* [RECORDS FOR THE TASK]
===

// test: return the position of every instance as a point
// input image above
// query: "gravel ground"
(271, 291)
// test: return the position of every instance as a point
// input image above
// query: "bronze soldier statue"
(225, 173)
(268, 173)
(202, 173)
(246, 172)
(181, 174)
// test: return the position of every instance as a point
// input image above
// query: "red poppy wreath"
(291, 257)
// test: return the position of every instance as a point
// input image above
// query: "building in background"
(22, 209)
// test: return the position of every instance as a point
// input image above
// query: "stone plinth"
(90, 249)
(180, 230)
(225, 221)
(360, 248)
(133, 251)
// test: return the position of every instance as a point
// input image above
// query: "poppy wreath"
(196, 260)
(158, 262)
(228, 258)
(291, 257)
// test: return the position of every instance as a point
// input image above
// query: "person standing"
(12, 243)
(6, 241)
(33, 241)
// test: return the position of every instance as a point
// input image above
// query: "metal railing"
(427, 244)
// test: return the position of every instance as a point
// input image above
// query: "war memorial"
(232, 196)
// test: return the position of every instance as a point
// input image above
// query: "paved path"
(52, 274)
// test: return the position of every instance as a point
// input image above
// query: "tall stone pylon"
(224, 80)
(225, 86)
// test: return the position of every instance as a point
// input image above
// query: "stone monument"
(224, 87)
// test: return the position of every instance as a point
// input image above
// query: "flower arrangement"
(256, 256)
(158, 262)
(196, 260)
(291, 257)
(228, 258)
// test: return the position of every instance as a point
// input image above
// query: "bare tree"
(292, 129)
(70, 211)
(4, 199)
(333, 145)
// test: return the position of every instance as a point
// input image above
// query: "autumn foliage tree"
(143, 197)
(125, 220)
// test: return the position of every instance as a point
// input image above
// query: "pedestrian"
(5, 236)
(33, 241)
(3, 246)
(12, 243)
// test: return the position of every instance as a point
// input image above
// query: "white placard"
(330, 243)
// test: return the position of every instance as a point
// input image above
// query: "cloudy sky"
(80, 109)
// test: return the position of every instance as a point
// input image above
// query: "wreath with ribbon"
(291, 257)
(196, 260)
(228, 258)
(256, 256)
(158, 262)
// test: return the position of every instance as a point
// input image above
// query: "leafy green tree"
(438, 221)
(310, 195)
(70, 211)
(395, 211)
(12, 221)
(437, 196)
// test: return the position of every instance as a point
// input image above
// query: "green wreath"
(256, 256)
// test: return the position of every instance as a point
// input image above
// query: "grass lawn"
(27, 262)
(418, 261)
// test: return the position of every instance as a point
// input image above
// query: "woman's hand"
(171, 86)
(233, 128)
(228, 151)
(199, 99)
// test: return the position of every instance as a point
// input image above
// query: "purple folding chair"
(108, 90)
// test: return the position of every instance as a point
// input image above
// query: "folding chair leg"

===

* [WORK REQUEST] Write out the material again, matching every line.

* [EXERCISE SOLUTION]
// test: return the position of every instance as a point
// input image above
// query: "gravel ground"
(271, 291)
// test: return the position of every instance as a point
// input image above
// query: "bronze soldier statue"
(225, 173)
(268, 173)
(202, 173)
(246, 172)
(181, 174)
// test: return the position of every instance as a point
// input image above
// query: "red poppy wreath"
(291, 257)
// test: return the position of every instance as a point
// input image above
// query: "building in background"
(22, 209)
// test: return the position of every instance as a point
// input image above
// query: "stone plinth"
(90, 249)
(180, 230)
(225, 221)
(360, 248)
(133, 251)
// test: return the position of every instance as a point
// input image above
// query: "poppy wreath"
(196, 260)
(158, 262)
(228, 258)
(291, 257)
// test: return the position of every instance as a point
// input image above
// query: "person standing"
(12, 243)
(6, 241)
(33, 241)
// test: return the position of every instance as a point
// input image above
// query: "metal railing"
(427, 244)
// test: return the position of every instance as a point
// input image above
// query: "war memorial"
(232, 196)
// test: return the position of every instance as a point
// input image above
// query: "paved path"
(52, 274)
// test: return the position of every instance as a point
// input image above
// query: "tall stone pylon"
(224, 80)
(225, 86)
// test: return the position of every instance as a point
// input image above
// query: "stone monument"
(224, 87)
// test: return the position of every instance as a point
// input image above
// query: "flower arrangement"
(256, 256)
(158, 262)
(196, 260)
(291, 257)
(228, 258)
// test: return the position of every instance as a point
// input image above
// query: "bare tree"
(292, 129)
(70, 211)
(4, 199)
(333, 145)
// test: return the position of every instance as a point
// input image above
// query: "autumn foliage tree"
(143, 197)
(125, 220)
// test: return the position of every instance as a point
// input image above
// query: "pedestrian"
(5, 236)
(33, 241)
(3, 246)
(12, 243)
// test: return the position of every instance as a point
// input image above
// query: "white placard"
(330, 243)
// test: return the position of every instance as a point
// input image above
// query: "cloudy sky"
(80, 109)
// test: return the position of every instance as a point
// input image above
// query: "wreath with ribbon"
(291, 257)
(196, 260)
(228, 258)
(256, 256)
(158, 262)
// test: return the position of every instance as a point
// input image above
// query: "leafy green tree"
(438, 221)
(310, 195)
(70, 211)
(395, 211)
(12, 221)
(437, 196)
// test: return the position of every instance as a point
// input image above
// query: "green wreath"
(256, 256)
// test: return the position of every instance as a point
// input image above
// query: "grass lawn"
(27, 262)
(418, 261)
// test: return the position of every instance as a point
// input image above
// query: "woman's hand"
(171, 86)
(233, 128)
(228, 151)
(199, 99)
// test: return the position of every instance as a point
// input image above
// query: "purple folding chair"
(108, 90)
// test: return the position of every instance as a point
// input image above
// query: "folding chair leg"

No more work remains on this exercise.